What is being asked
Search the records for the word "green". Copy every line where it appears.

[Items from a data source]
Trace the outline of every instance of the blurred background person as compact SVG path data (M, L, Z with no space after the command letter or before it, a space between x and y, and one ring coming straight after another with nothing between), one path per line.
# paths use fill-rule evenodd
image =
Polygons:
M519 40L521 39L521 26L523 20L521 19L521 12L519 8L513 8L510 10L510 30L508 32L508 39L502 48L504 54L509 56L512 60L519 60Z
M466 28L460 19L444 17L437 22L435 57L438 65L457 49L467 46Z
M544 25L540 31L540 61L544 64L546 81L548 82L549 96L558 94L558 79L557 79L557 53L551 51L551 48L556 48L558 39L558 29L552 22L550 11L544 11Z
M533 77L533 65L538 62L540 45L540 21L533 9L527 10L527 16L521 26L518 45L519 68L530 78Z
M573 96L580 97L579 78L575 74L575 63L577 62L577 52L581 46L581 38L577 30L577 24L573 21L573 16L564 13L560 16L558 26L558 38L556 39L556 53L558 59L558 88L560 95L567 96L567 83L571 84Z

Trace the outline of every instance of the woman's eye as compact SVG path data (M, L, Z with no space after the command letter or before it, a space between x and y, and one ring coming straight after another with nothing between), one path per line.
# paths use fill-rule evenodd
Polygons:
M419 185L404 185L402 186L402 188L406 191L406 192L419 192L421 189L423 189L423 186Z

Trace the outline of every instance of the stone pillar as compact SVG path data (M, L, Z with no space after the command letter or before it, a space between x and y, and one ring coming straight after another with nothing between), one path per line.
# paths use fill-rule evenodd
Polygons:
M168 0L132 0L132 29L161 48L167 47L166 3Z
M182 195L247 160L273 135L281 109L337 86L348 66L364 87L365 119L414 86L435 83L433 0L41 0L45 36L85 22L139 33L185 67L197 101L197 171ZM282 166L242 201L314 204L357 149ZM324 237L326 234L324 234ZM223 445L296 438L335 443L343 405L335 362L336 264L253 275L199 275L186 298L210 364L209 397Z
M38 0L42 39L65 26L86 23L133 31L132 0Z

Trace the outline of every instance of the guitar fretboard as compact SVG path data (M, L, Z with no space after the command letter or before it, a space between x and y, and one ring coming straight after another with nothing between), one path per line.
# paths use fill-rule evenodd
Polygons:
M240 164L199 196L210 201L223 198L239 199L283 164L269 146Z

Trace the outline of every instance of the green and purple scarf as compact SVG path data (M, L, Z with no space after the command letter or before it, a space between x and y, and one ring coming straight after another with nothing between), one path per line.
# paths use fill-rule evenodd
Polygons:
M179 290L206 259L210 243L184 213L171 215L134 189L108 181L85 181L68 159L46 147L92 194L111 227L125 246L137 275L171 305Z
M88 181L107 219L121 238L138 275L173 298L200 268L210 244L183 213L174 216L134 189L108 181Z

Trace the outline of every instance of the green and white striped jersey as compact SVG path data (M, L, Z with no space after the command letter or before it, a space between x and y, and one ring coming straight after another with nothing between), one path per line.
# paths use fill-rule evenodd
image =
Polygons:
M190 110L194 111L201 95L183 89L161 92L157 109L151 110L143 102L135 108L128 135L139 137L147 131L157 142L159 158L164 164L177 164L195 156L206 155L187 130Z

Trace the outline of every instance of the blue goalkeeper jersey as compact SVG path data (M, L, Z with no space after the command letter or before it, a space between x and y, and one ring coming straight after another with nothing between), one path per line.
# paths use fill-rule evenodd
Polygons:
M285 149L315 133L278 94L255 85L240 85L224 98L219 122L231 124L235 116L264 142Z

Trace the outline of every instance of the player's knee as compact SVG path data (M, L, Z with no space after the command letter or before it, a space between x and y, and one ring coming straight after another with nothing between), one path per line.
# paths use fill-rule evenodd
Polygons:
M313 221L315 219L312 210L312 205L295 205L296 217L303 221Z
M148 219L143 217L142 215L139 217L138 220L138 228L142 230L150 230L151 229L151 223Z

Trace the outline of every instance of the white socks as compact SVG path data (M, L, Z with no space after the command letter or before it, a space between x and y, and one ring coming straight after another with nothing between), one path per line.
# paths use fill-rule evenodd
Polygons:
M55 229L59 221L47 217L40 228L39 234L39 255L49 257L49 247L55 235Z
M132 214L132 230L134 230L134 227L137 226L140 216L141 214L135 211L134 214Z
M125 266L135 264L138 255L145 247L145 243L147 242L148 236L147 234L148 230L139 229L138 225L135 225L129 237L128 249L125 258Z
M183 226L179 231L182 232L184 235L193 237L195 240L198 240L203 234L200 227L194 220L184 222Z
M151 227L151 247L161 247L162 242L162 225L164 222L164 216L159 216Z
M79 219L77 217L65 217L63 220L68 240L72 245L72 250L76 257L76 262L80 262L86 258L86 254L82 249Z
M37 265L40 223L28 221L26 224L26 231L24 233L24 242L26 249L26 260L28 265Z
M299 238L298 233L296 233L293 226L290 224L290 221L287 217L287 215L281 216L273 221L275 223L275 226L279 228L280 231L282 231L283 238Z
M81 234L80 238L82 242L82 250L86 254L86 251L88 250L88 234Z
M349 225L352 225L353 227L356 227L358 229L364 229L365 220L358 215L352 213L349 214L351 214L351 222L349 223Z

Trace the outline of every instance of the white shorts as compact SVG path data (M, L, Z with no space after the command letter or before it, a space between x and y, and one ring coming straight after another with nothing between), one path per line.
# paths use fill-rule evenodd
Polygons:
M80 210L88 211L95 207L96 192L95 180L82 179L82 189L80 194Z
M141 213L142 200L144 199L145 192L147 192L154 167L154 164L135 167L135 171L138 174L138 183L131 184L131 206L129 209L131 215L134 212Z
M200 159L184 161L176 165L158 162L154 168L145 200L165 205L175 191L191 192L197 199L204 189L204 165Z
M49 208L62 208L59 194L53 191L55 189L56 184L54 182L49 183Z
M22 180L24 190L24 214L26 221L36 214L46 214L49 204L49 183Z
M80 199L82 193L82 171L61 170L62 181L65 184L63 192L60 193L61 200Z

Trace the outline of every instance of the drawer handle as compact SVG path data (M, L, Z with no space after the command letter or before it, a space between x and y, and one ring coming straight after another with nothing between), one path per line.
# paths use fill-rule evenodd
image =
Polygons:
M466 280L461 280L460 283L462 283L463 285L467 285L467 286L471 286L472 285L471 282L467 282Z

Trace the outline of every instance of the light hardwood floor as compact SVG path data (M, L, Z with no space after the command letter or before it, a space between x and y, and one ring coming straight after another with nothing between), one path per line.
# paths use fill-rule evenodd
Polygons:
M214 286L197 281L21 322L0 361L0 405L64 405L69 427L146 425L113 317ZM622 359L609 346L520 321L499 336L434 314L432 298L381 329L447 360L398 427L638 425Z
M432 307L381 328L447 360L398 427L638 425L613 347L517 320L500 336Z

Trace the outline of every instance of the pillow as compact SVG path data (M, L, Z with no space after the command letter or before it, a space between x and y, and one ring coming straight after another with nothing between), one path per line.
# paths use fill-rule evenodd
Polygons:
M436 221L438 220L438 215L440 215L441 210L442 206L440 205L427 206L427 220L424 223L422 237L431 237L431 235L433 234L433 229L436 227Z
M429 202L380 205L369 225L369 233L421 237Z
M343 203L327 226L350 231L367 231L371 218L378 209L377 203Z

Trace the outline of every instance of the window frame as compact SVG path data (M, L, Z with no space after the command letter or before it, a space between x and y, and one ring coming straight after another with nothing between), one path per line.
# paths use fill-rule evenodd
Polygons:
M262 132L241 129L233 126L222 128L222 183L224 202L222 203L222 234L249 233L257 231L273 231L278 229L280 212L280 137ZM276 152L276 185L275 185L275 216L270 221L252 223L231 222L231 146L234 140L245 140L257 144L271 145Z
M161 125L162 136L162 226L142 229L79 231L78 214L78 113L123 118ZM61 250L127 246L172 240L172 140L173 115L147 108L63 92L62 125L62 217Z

Solved problem
Trace the outline of every instance of the green and purple scarf as compact SVG path data (M, L, Z with no space after the command letter or before it, a space between x and y, and one ring coming straight after another with nothing between), one path per line.
Trace the outline of every instance of the green and white striped jersey as compact SVG path data (M, L, Z with no space after the command letter or before it, a space between x and y, and one ring coming straight after another with nothing between), one path per line.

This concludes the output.